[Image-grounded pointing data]
☆ ☆ ☆
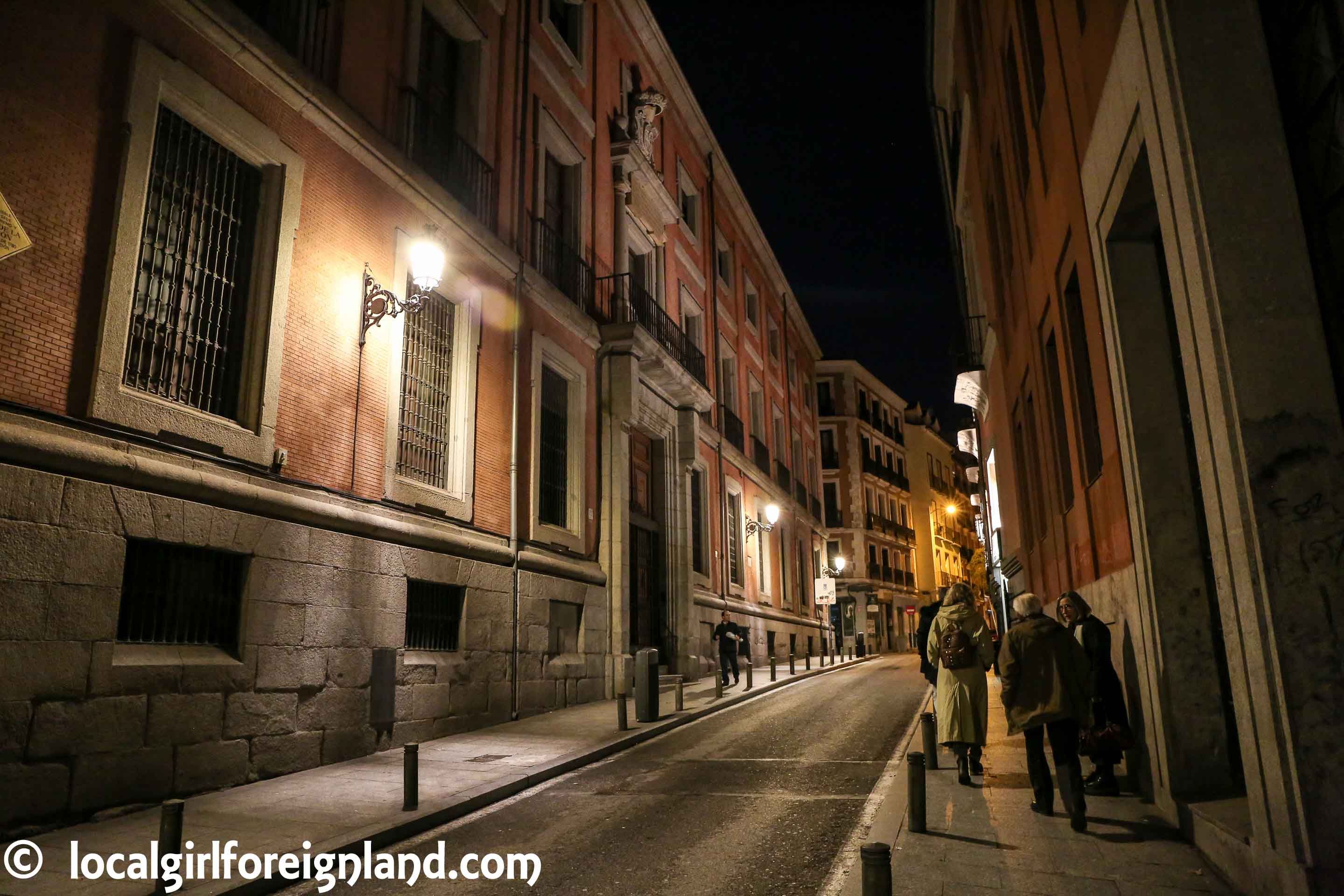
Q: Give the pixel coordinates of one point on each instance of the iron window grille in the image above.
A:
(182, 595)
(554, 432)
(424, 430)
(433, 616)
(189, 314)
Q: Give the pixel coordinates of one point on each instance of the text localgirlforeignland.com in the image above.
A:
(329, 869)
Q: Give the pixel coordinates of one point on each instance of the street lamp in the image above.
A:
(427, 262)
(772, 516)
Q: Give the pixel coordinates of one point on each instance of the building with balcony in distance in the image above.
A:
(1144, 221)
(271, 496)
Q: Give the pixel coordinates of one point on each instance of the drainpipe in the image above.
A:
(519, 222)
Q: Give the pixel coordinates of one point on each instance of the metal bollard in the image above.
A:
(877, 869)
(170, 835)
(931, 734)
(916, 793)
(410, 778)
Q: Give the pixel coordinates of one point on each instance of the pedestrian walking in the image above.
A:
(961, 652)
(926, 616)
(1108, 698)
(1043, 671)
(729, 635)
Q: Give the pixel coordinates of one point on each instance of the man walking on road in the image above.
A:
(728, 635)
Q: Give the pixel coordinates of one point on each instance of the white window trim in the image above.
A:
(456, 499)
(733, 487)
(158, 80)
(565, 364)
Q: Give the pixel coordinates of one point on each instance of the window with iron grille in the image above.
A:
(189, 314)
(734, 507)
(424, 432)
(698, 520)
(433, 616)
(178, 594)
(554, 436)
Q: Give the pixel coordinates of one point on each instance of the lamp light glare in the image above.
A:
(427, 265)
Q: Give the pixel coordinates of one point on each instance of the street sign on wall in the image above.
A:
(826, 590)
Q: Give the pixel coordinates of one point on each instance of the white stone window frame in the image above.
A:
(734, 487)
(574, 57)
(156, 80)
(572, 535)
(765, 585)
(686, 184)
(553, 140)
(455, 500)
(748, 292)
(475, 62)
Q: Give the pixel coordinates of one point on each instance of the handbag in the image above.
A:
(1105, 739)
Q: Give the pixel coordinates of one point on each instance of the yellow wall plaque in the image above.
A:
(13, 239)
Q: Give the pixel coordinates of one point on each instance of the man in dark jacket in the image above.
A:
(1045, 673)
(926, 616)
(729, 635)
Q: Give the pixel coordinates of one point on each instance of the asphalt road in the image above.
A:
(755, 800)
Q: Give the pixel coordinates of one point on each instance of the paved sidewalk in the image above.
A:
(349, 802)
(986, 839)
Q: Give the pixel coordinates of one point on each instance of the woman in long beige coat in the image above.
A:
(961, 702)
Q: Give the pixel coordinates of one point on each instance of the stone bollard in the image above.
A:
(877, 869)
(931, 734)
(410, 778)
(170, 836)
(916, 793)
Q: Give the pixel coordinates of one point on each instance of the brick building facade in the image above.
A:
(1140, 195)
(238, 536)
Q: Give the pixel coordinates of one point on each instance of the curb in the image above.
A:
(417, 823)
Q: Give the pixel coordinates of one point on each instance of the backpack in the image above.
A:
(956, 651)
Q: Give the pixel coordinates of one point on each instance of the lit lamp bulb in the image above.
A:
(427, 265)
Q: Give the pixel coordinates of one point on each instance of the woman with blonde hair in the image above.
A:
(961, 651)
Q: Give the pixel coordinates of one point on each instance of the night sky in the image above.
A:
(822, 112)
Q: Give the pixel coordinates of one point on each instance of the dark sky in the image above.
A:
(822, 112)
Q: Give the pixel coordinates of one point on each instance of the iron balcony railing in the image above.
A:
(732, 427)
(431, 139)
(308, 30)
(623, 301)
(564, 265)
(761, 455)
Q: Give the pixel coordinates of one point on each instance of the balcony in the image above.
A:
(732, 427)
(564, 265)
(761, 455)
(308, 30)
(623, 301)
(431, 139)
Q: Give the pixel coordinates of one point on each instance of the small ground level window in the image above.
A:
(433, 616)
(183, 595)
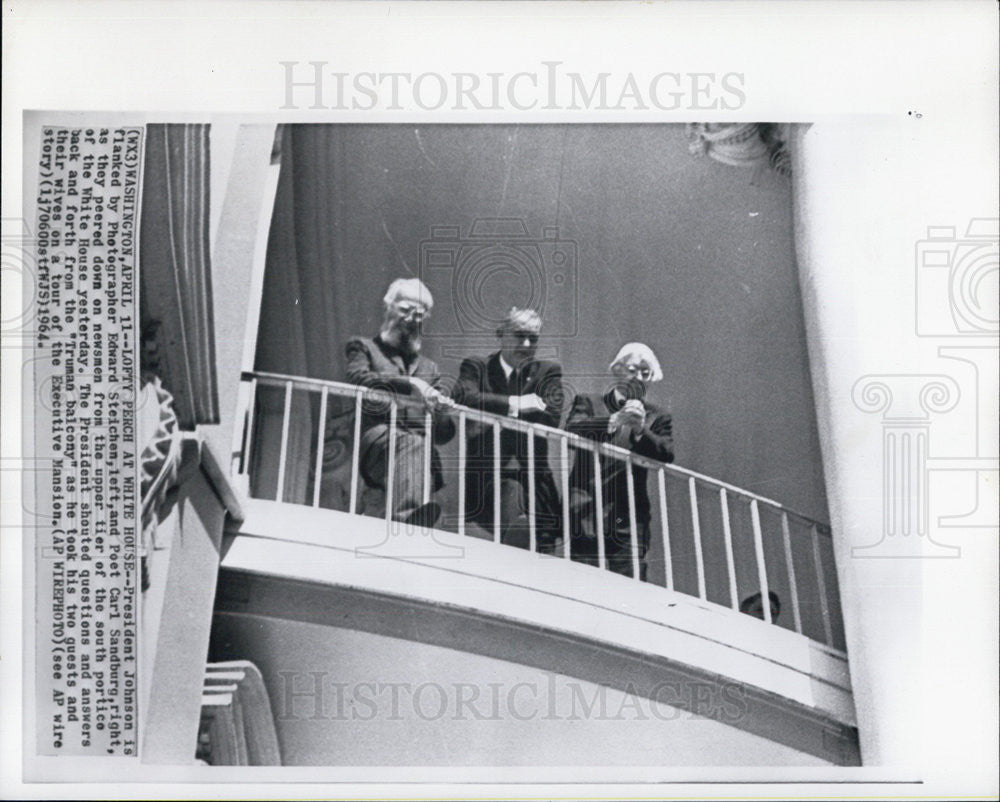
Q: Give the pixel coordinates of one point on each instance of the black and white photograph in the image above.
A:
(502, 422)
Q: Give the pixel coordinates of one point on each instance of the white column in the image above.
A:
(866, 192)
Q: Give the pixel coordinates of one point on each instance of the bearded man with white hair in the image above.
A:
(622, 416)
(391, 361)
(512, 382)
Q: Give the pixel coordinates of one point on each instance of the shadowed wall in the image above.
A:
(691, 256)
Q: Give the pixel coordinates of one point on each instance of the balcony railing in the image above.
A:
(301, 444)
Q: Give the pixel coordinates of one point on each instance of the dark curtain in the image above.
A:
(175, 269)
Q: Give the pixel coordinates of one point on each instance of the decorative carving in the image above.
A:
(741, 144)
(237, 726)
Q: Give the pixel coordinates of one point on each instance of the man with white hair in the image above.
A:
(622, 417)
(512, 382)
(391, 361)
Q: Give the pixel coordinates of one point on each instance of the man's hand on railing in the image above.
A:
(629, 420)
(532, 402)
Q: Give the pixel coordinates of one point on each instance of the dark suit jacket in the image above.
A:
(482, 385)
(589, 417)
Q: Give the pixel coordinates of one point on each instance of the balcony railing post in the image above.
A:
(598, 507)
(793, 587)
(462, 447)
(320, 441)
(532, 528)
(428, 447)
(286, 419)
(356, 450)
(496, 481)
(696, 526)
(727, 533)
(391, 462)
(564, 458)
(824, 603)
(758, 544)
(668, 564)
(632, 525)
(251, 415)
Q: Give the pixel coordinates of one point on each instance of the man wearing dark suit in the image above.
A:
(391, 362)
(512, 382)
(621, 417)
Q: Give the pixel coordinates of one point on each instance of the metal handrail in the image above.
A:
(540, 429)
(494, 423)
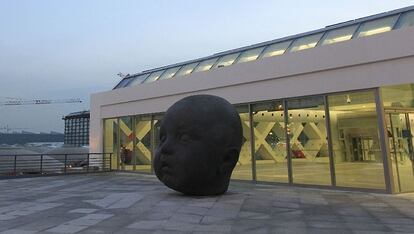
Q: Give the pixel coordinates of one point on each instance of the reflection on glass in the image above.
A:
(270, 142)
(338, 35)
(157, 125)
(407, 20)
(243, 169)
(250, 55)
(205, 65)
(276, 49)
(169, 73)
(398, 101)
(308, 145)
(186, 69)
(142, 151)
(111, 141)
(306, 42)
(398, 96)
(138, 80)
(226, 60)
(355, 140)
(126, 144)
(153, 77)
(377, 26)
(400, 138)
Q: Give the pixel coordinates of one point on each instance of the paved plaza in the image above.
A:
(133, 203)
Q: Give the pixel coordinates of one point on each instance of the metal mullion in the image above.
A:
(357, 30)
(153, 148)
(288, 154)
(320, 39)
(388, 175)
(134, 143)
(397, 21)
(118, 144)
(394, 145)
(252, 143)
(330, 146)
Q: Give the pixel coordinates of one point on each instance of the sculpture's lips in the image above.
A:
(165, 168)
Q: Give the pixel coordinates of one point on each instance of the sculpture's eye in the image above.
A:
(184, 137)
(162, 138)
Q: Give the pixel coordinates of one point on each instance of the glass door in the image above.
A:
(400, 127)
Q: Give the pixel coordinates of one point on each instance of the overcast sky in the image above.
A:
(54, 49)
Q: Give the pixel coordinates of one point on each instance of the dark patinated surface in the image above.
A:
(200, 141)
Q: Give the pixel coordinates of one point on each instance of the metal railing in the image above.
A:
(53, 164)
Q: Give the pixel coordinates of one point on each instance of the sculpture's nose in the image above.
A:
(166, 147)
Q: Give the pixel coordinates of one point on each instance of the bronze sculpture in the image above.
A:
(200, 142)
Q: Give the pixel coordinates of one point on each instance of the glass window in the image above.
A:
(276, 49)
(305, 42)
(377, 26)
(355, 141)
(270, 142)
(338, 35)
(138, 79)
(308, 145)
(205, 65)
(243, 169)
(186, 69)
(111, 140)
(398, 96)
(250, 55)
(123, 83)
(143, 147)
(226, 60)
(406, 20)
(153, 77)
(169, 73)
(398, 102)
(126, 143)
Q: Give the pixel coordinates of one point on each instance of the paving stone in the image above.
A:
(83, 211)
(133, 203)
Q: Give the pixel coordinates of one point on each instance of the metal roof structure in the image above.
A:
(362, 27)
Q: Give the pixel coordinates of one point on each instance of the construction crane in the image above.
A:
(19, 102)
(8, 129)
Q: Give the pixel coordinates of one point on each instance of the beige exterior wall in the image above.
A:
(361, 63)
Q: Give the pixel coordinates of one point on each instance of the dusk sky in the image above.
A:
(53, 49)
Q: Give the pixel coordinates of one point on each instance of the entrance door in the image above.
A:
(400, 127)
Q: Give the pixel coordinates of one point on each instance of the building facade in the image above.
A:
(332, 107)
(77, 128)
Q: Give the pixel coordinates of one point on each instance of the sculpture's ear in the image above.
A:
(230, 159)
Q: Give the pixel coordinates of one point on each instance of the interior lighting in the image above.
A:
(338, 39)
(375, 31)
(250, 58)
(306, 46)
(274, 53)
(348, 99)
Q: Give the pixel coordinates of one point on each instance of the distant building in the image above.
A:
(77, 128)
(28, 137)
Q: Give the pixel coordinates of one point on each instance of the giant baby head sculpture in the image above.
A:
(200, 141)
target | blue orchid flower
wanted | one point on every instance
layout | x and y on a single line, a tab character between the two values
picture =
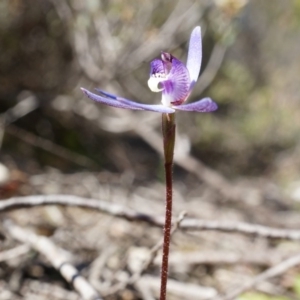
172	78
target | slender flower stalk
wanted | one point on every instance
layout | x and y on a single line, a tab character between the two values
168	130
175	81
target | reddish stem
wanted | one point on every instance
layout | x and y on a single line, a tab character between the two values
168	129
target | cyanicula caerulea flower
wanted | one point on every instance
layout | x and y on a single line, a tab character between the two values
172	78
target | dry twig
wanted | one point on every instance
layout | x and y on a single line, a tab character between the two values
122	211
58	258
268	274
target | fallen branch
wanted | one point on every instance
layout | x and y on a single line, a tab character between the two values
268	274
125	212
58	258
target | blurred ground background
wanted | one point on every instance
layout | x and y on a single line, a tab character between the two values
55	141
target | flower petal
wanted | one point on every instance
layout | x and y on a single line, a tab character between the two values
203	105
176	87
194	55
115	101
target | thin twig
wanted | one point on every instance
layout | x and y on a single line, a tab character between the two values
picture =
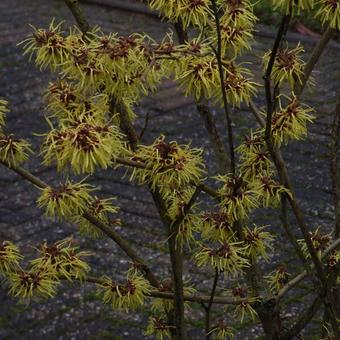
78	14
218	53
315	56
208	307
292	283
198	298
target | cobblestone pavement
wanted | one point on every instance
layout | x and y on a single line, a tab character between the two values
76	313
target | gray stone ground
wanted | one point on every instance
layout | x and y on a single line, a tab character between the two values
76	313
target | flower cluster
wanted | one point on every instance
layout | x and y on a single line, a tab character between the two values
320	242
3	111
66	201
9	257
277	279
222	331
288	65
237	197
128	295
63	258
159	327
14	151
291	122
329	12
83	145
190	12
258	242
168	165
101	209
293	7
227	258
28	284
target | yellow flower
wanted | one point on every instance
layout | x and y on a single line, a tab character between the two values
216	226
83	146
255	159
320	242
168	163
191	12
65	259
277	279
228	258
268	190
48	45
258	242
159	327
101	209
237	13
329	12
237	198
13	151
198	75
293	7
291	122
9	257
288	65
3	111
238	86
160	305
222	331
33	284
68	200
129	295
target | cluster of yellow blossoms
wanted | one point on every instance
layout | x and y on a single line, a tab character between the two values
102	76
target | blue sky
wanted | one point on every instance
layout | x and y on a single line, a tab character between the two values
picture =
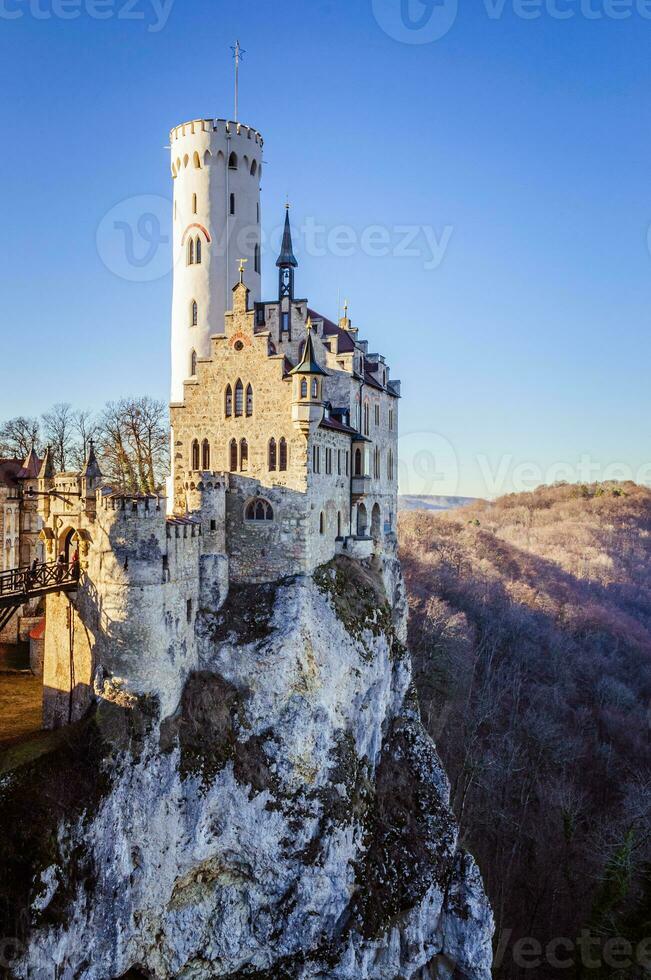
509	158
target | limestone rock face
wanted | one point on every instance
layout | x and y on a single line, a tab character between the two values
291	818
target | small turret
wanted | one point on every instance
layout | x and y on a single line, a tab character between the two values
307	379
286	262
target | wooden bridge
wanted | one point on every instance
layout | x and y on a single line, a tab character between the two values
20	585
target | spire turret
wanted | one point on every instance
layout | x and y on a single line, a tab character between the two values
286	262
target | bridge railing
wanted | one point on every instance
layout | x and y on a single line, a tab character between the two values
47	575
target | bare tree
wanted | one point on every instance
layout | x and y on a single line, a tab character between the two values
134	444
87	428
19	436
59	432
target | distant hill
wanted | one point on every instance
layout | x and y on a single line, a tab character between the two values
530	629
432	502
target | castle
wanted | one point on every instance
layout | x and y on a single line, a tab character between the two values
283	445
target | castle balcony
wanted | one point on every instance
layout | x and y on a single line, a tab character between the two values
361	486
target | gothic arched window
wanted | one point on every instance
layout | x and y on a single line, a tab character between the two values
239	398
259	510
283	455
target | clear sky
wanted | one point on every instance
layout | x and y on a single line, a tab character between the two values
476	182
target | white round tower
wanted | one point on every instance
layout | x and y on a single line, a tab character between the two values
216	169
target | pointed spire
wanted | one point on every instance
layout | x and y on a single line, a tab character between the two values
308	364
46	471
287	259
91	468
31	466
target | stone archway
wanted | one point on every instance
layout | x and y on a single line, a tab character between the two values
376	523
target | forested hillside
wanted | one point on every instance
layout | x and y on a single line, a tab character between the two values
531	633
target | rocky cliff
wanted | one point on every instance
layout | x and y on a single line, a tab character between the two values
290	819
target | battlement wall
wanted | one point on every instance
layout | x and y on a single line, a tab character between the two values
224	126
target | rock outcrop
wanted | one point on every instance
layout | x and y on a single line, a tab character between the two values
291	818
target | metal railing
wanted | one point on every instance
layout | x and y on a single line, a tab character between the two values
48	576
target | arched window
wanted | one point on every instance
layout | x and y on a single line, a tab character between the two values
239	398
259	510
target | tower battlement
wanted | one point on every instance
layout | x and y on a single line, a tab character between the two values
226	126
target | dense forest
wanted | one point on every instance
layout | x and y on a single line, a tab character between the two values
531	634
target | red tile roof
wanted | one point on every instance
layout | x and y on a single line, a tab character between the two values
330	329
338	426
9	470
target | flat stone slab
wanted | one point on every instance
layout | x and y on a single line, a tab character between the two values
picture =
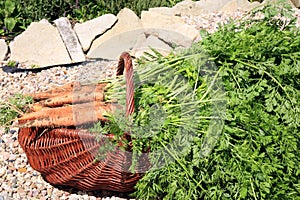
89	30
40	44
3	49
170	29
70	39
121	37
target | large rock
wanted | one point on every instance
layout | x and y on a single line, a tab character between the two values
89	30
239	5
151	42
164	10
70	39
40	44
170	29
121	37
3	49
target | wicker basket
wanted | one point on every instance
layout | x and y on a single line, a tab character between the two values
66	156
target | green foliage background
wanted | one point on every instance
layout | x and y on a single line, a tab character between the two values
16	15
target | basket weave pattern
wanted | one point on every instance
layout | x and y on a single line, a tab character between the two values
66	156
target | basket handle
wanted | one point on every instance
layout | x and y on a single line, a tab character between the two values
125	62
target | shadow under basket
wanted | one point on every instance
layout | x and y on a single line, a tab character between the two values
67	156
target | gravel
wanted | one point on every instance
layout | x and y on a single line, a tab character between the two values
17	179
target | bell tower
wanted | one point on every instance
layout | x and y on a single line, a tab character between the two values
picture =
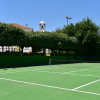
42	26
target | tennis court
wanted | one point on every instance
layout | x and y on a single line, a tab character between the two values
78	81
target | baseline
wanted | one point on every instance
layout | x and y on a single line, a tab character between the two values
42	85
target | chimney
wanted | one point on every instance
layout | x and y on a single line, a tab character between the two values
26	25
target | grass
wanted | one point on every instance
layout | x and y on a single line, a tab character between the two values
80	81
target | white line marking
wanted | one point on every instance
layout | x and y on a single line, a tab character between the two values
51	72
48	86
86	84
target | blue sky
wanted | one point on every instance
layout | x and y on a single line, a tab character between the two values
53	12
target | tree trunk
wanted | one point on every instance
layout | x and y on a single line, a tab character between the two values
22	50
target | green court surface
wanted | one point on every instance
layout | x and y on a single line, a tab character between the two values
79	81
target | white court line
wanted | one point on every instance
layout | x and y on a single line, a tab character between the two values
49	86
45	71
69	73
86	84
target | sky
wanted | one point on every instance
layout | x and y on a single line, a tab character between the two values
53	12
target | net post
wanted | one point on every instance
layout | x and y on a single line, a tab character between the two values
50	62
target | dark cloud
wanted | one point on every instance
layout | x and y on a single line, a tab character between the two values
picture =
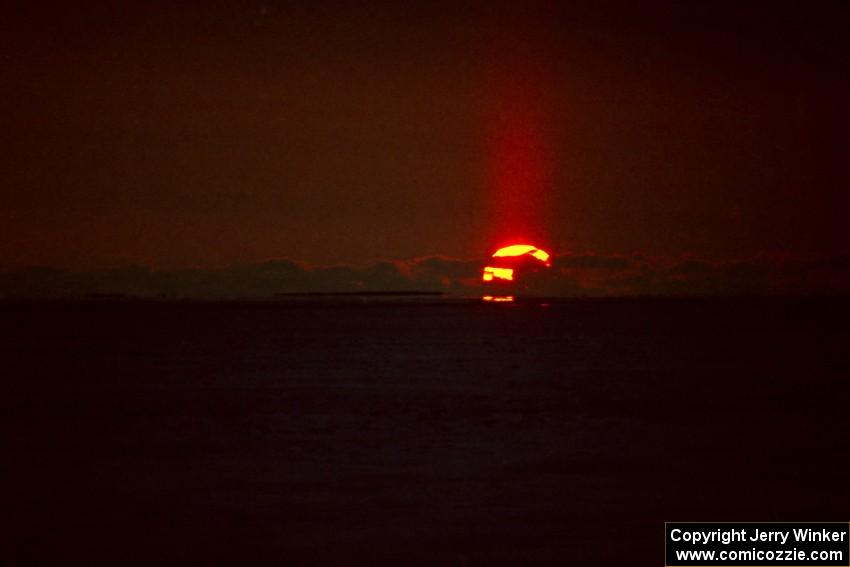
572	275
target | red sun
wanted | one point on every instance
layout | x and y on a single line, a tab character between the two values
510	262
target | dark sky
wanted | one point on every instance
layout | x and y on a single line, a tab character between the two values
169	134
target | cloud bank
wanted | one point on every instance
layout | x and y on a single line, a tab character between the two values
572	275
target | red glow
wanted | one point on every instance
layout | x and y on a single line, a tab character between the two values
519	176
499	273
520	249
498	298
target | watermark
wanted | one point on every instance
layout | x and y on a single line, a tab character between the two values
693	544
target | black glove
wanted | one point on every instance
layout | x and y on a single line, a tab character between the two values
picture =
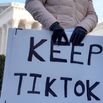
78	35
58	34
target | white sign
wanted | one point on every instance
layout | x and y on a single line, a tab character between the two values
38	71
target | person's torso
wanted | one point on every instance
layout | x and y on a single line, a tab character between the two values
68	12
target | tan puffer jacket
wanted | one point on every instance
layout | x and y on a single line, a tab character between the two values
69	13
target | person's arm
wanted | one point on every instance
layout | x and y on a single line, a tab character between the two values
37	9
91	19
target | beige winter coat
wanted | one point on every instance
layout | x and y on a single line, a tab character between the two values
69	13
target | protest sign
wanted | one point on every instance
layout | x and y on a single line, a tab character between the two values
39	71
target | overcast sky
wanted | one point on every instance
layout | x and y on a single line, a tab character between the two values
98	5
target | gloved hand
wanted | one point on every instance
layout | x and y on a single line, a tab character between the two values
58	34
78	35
☆ ☆ ☆
- Problem requirements
Where a line above holds the word "cloud", copy it.

- Answer for the task
target | dark cloud
target | cloud bank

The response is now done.